→ EXCERPT
::::
2019–20 EBU Player of the Year Championship

Tournament information
- Sport: Bridge
- Dates: October 2019–September 2020
- Administrator: English Bridge Union

= 2019–20 EBU Player of the Year Championship =

The 2019–20 EBU Player of the Year Championship was the competition's sixth season. As per previous years, points were set to be accumulated over the EBU's ten most prestigious events from 1 October 2019 to 30 September 2020; However, COVID-19 led to the delay or cancellation of several events (as detailed below), leading to the season being declared incomplete.
::::
→ DATA SECTION
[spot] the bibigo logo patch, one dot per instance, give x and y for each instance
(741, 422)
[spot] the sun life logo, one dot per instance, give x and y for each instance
::::
According to the text on the 2019–20 EBU Player of the Year Championship, why was the season declared incomplete?

→ EXERCISE OUTPUT
COVID-19 led to the delay or cancellation of several events, so the season was declared incomplete.